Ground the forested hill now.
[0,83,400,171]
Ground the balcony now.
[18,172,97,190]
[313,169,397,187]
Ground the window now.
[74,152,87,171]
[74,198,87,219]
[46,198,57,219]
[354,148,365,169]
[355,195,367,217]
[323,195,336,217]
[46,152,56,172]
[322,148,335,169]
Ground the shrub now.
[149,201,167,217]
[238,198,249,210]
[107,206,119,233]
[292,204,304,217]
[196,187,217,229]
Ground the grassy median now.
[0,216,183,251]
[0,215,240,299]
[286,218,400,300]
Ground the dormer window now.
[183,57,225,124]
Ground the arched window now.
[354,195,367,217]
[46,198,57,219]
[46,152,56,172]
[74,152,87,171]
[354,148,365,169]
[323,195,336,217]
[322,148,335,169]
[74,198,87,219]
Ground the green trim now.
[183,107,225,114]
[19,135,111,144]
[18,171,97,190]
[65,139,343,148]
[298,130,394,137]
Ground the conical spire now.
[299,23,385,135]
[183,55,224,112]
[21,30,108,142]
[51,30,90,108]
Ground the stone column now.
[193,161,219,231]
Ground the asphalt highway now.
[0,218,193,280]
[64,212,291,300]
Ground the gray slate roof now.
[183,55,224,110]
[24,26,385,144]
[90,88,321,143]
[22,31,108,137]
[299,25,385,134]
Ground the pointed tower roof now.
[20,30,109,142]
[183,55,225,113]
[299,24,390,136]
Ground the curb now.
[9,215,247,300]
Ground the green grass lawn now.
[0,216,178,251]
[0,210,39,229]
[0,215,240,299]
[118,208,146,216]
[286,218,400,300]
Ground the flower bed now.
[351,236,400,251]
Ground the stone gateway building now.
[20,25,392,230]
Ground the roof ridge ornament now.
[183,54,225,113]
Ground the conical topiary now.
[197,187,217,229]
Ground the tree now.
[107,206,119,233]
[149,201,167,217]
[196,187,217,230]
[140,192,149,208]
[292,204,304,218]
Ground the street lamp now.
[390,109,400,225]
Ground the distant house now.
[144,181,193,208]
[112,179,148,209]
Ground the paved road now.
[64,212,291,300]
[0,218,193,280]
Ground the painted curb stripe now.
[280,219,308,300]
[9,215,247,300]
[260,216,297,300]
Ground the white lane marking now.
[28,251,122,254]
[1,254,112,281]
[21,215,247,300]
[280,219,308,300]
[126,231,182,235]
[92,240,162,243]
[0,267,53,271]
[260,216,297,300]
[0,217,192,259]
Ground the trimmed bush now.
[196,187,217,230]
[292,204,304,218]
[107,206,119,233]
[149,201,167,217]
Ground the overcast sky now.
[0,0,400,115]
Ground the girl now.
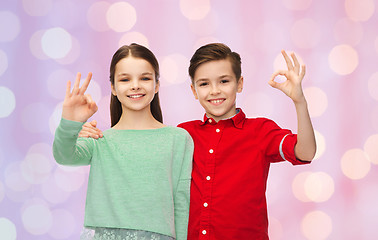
[53,44,193,240]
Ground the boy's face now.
[191,59,243,122]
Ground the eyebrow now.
[117,72,153,76]
[195,74,232,83]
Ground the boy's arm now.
[269,51,316,161]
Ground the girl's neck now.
[113,109,165,130]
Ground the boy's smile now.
[191,59,243,121]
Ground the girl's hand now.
[269,50,306,103]
[79,120,102,139]
[62,73,97,122]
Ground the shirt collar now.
[200,108,245,128]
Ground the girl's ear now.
[238,77,243,93]
[190,84,198,100]
[110,83,117,96]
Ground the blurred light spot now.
[303,87,328,117]
[160,54,189,84]
[189,11,219,36]
[0,181,5,203]
[21,102,50,133]
[55,37,80,65]
[0,87,16,118]
[118,32,149,48]
[243,92,274,117]
[21,203,52,235]
[192,37,220,52]
[368,72,378,101]
[304,172,335,202]
[328,44,359,75]
[334,18,364,46]
[22,0,52,16]
[106,2,137,32]
[314,130,326,160]
[20,153,52,184]
[47,69,75,101]
[364,134,378,164]
[0,11,20,42]
[87,1,110,32]
[282,0,312,11]
[301,211,332,240]
[341,149,370,180]
[4,162,30,192]
[0,50,8,76]
[180,0,211,20]
[0,217,17,240]
[49,209,77,239]
[96,94,111,128]
[255,20,288,51]
[268,216,283,240]
[345,0,375,22]
[41,176,71,204]
[29,30,49,60]
[41,28,72,59]
[370,106,378,132]
[49,102,63,135]
[291,172,311,202]
[54,167,85,192]
[290,18,321,48]
[273,50,304,71]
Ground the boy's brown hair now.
[189,43,241,83]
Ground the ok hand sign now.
[269,50,306,103]
[62,73,97,122]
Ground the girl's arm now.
[53,73,97,165]
[269,51,316,161]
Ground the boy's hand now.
[269,50,306,103]
[79,120,103,139]
[62,73,97,122]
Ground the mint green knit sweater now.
[53,119,193,240]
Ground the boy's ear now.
[110,84,117,96]
[238,77,243,93]
[190,84,198,100]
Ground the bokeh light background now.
[0,0,378,240]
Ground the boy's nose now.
[131,80,139,90]
[210,85,220,95]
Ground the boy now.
[82,43,316,240]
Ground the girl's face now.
[112,56,159,112]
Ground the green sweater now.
[53,119,194,240]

PROBLEM REQUIREMENTS | Could you scale the material starting at the line containing "Ground the arched window now." and ending at the line containing "[298,130,394,137]", both lines included, by giving every line in that span again with each coordinate multiplied by 0.85 and rounded to a whole number, halves rounding up? Return only those lines, keeping any line without coordinates unchanged.

WORKED SOLUTION |
Ground the arched window now.
[301,166,312,184]
[39,168,48,186]
[39,129,48,146]
[63,129,74,145]
[301,126,310,144]
[275,166,286,184]
[274,126,285,144]
[63,168,74,186]
Ground the green trim now.
[156,91,191,97]
[16,115,94,122]
[15,145,82,162]
[55,118,292,126]
[253,111,335,116]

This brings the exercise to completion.